• [WHAT THE EXERCISE ASKS] From the listing below, copy out each line that contains the string "litter". Case matters.

** START OF INPUT DATA **

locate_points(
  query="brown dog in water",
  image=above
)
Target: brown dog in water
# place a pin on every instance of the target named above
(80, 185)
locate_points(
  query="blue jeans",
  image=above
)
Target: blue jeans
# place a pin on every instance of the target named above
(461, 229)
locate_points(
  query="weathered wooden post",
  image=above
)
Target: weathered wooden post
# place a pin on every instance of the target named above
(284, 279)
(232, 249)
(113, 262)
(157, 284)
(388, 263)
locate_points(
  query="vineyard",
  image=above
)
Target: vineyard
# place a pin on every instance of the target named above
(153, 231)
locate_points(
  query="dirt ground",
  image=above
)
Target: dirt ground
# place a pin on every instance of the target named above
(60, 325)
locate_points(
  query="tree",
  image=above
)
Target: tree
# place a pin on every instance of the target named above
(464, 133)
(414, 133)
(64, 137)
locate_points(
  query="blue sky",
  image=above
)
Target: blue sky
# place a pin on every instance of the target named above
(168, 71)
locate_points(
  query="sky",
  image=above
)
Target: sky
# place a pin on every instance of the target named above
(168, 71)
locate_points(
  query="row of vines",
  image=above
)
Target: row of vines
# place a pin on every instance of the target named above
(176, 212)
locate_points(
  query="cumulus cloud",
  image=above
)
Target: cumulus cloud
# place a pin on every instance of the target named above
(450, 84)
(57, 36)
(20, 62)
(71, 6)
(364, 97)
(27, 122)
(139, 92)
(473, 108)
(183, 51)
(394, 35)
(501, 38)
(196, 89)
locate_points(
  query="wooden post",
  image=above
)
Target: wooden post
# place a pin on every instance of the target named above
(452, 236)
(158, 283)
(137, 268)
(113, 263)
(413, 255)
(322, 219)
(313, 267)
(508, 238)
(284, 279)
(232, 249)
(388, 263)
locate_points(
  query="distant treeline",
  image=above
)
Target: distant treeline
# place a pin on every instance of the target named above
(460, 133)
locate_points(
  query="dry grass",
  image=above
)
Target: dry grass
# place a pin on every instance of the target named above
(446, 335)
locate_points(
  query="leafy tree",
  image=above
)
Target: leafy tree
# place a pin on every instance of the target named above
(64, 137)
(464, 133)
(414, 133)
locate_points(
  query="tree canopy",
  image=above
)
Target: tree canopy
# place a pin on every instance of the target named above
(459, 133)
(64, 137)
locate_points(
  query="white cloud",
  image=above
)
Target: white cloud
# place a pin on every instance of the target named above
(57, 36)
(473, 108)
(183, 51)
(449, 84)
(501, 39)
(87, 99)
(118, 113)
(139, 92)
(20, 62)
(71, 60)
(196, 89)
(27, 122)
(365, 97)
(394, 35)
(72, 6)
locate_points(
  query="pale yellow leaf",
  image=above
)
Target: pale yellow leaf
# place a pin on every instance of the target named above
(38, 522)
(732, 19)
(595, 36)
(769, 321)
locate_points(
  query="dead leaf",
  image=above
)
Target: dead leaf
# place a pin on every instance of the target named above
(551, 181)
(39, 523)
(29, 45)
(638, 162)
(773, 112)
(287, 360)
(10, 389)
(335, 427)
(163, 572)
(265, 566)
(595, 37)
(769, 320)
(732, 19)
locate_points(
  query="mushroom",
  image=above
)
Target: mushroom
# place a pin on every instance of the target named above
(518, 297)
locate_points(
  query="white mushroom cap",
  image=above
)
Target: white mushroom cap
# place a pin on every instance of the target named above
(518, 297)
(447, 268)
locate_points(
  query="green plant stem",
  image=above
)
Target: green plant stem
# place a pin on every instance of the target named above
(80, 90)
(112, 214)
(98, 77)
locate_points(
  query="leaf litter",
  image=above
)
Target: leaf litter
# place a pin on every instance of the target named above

** END OF INPUT DATA **

• [SOLVED EXERCISE]
  query="leaf litter",
Target: leaf litter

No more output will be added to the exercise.